◆ ASSIGNMENT ◆
Go through the data underneath and copy every line exactly.

◆ TASK DATA ◆
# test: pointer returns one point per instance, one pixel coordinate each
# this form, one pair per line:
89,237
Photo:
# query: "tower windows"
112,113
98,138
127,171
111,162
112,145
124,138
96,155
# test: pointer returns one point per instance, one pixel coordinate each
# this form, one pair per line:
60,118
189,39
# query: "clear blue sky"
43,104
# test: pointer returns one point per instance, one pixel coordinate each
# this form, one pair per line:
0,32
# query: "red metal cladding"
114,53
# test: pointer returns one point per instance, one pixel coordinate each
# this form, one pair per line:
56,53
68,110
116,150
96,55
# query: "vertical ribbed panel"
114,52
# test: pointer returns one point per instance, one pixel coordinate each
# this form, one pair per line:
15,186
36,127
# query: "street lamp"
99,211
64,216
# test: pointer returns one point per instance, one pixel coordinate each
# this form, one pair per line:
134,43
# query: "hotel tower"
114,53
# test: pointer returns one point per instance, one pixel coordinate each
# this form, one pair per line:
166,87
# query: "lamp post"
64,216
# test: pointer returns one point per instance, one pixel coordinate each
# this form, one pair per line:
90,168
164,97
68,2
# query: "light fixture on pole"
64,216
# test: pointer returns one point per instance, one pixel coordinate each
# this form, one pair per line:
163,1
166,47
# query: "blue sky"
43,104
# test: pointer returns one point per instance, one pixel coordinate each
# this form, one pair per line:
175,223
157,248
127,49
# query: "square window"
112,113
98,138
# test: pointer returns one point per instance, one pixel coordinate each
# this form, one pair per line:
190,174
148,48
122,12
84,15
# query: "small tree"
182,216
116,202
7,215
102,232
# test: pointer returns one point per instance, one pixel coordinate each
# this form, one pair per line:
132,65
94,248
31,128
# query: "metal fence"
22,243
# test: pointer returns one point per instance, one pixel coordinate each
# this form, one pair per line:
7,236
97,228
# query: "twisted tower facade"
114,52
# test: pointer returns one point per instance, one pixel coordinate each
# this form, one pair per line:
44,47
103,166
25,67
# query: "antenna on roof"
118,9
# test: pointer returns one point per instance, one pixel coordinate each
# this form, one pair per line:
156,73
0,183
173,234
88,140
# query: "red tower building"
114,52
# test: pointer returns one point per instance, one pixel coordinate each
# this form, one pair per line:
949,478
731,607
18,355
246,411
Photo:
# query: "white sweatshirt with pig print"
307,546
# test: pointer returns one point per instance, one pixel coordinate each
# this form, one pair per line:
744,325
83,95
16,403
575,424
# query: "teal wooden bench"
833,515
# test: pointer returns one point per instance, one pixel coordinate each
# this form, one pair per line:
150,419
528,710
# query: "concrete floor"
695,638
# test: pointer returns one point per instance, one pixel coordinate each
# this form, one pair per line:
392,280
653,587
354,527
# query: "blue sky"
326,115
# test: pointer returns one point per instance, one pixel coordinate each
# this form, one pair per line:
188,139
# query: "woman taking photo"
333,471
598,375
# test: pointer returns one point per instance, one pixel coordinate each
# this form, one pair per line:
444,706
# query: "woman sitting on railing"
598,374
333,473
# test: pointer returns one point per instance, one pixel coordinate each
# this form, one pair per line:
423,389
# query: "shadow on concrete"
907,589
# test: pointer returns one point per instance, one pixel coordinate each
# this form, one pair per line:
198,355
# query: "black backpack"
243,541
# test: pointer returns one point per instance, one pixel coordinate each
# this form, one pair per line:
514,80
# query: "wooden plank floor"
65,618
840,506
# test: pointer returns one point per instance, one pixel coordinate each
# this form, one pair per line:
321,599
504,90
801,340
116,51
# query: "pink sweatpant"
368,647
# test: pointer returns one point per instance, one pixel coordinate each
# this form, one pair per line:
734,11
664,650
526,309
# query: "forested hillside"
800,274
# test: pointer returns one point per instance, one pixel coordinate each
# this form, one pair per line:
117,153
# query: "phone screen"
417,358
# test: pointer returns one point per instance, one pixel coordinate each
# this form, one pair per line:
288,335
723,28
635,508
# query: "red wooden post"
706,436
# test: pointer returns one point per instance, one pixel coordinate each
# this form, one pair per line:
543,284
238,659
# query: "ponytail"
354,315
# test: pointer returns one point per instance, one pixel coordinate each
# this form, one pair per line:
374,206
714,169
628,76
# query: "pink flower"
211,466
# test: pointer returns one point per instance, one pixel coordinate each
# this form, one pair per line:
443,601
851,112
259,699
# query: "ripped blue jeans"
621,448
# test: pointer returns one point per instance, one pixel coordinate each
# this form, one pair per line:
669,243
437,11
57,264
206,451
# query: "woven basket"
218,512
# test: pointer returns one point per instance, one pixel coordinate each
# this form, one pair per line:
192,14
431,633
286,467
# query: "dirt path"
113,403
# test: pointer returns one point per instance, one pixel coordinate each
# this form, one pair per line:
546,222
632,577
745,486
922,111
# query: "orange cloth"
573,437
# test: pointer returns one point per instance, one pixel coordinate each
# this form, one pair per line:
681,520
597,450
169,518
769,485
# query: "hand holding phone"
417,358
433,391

◆ ANSWER SPACE ◆
# test: pointer returns one point per instance, one pixel coordinate each
# this form, one pair per line:
89,237
Photo:
# query: "tower windows"
112,113
98,138
127,171
111,162
112,145
124,138
96,155
# test: pointer returns one point per instance, one pixel coordinate each
# this form, one pair per line:
60,118
189,39
# query: "clear blue sky"
43,104
# test: pointer returns one point per instance, one pixel coordinate each
# this form, one pair per line:
0,32
# query: "red metal cladding"
114,53
# test: pointer returns one point per instance, one pixel coordinate each
# this form, one pair per line:
56,53
68,110
116,150
96,55
# query: "vertical ribbed panel"
114,52
# test: pointer returns one point per instance, one pixel coordinate each
# this form, one pair per line:
15,186
36,127
# query: "street lamp"
99,211
64,216
# test: pointer returns one point per instance, one pixel coordinate each
# this form, one pair per line:
134,43
# query: "hotel tower"
114,53
# test: pointer returns one point per instance, one pixel coordinate each
# this form, one pair per line:
166,87
# query: "lamp post"
64,216
# test: pointer returns one point per instance, one pixel coordinate each
# this form, one pair per line:
90,168
164,97
68,2
# query: "light fixture on pole"
64,216
# test: pointer returns one point per instance, one pixel coordinate each
# this form, one pair per line:
163,1
166,47
# query: "blue sky"
43,104
# test: pointer returns one point per instance, one pixel coordinate each
# this form, one pair per line:
175,223
157,248
127,49
# query: "square window"
112,113
98,138
# test: pointer returns one point per instance, one pixel coordinate each
# this form, one pair per line:
190,174
148,48
122,12
84,15
# query: "small tree"
182,216
116,202
7,215
102,232
# test: pointer returns one point per instance, one pixel coordinate each
# this form, one pair per line:
132,65
94,248
31,128
# query: "metal fence"
22,243
# test: pointer returns one point per instance, one pixel coordinate each
# this form, one pair per line:
7,236
97,228
# query: "twisted tower facade"
114,52
# test: pointer returns one point per instance, one pixel coordinate each
# this form, one pair per line:
44,47
103,166
25,67
# query: "antenna on roof"
118,9
# test: pointer returns one point per instance, one pixel coordinate each
# this form, one pair per line:
156,73
0,183
173,234
88,140
# query: "red tower building"
114,52
# test: pointer returns one point per instance, one pixel coordinate each
# this form, one pair per line:
949,478
731,607
18,355
246,411
Photo:
# query: "white sweatshirt with pig print"
307,546
# test: pointer returns one point per instance, one pixel coordinate each
# this form, one pair per line:
744,325
83,95
16,403
575,424
# query: "teal wooden bench"
833,515
# test: pointer returns one point per instance, one pixel coordinate each
# this form, one pair per line:
150,419
528,710
# query: "concrete floor"
695,638
# test: pointer returns one point per instance, one pixel coordinate each
# this form, one pair per line:
392,280
653,587
354,527
# query: "blue sky"
326,115
# test: pointer returns one point per instance, one pixel coordinate each
# this form, one pair per line:
188,139
# query: "woman taking photo"
333,471
598,375
# test: pointer returns one point per instance, one pixel coordinate each
# this form, one pair per line:
444,706
# query: "woman sitting on railing"
598,374
333,473
# test: pointer returns one point per instance, one pixel coordinate each
# this form, one pair per line:
423,389
# query: "shadow on concrete"
907,589
# test: pointer returns one point per instance, one pixel coordinate each
# this form, one pair per line:
198,355
# query: "black backpack"
243,541
# test: pointer returns one point per instance, one pixel coordinate each
# this form, one pair per line:
514,80
# query: "wooden plank floor"
65,618
840,506
# test: pointer returns one point per instance, one pixel coordinate each
# this form, one pair per line:
321,599
504,90
801,340
116,51
# query: "pink sweatpant"
368,647
# test: pointer returns one point per instance, one pixel coordinate each
# this form, one pair per line:
734,11
664,650
526,309
# query: "forested hillside"
800,274
# test: pointer returns one point per instance, one pixel coordinate each
# this form, one pair per line:
117,153
# query: "phone screen"
417,358
# test: pointer returns one point per instance, one pixel coordinate each
# this form, one pair per line:
288,335
723,28
635,508
# query: "red wooden post"
706,436
# test: pointer returns one point per instance, one pixel coordinate each
# this form, one pair per line:
543,284
238,659
# query: "ponytail"
354,315
# test: pointer returns one point per instance, one pixel coordinate each
# this form, one pair per line:
374,206
714,169
628,76
# query: "pink flower"
211,466
# test: pointer returns one point per instance, one pixel coordinate each
# this form, one pair per line:
443,601
851,112
259,699
# query: "ripped blue jeans"
621,448
# test: pointer returns one point per instance, one pixel coordinate each
# this form, one pair per line:
669,243
437,11
57,264
206,451
# query: "woven basket"
218,512
# test: pointer returns one point per instance, one pixel coordinate each
# this form, one pair per line:
192,14
431,633
286,467
# query: "dirt path"
113,403
# test: pointer returns one point per instance, one pixel coordinate each
# this form, one pair per line:
546,222
632,577
745,486
922,111
# query: "orange cloth"
573,437
# test: pointer returns one point per instance, one pixel coordinate each
# this form, one pair per line:
681,520
597,450
169,518
769,485
# query: "hand holding phone"
417,358
433,391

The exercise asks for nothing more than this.